GIVEN PASSAGE =
'''

Mikael Jagan
2023-Nov-22 18:14 UTC
[Rd] R-4.3 version list.files function could not work correctly in chinese
FWIW, a user on Stack Overflow just reported the same issue with list.files
running R 4.3.z on Windows. They do not observe the issue running R-devel,
with Tomas' patch (r84960). It is still the case that their file names did
not exceed 260 wide characters.
https://stackoverflow.com/q/77527167/12685768
Mikael
On 2023-08-17 6:00 am, r-devel-request at r-project.org
wrote:> Message: 5
> Date: Wed, 16 Aug 2023 16:00:13 +0200
> From: Tomas Kalibera<tomas.kalibera at gmail.com>
> To: Ivan Krylov<krylov.r00t at gmail.com>
> Cc:"r-devel at r-project.org" <r-devel at r-project.org>
> Subject: Re: [Rd] R-4.3 version list.files function could not work
> correctly in chinese
> Message-ID:<21e91609-85b2-103b-8e23-12eadff62784 at gmail.com>
> Content-Type: text/plain; charset="utf-8";
Format="flowed"
>
>
> On 8/16/23 13:22, Ivan Krylov wrote:
>> On Wed, 16 Aug 2023 09:42:09 +0200
>> Tomas Kalibera<tomas.kalibera at gmail.com> wrote:
>>
>>> Fixed in R-devel (84960). Please let me know if you see any problem
>>> with the fix.
>> Thank you for implementing the fix! I gave ??? the link to the
>> GitHub Action build of the r84960 installer.
> Thanks and thanks for looking at the change.
>> I'm worried that ??? was seeing FindNextFileA fail for a different
>> reason (all the examples given at the Capital of Statistics forum
>> seemed to use less than 256/4 = 64 characters per file name...), but
>> maybe this won't reappear with the switch to FindNextFileW. If this
>> keeps happening, it might be worth producing a warning when
>> FindNextFileW() fails with an unexpected GetLastError() value.

'''

GOAL A =
In the mailing-list thread, which R-devel revision number contains Tomas Kalibera's fix?
The listing that comes next is separate from the mailing-list thread.

RECORDED INFORMATION =
'''

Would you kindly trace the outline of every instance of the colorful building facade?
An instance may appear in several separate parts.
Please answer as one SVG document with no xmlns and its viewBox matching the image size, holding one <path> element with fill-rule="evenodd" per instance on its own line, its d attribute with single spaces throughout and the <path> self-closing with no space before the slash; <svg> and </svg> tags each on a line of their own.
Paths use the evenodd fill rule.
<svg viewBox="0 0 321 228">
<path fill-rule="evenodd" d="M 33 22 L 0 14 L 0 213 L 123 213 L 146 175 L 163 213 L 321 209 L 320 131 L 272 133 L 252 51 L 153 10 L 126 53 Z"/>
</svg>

'''

GOAL B =
Write out all lines of the listing, unchanged.

WORKED SOLUTION A =
Revision 84960 (r84960).

WORKED SOLUTION B =
Would you kindly trace the outline of every instance of the colorful building facade?
An instance may appear in several separate parts.
Please answer as one SVG document with no xmlns and its viewBox matching the image size, holding one <path> element with fill-rule="evenodd" per instance on its own line, its d attribute with single spaces throughout and the <path> self-closing with no space before the slash; <svg> and </svg> tags each on a line of their own.
Paths use the evenodd fill rule.
<svg viewBox="0 0 321 228">
<path fill-rule="evenodd" d="M 33 22 L 0 14 L 0 213 L 123 213 L 146 175 L 163 213 L 321 209 L 320 131 L 272 133 L 252 51 L 153 10 L 126 53 Z"/>
</svg>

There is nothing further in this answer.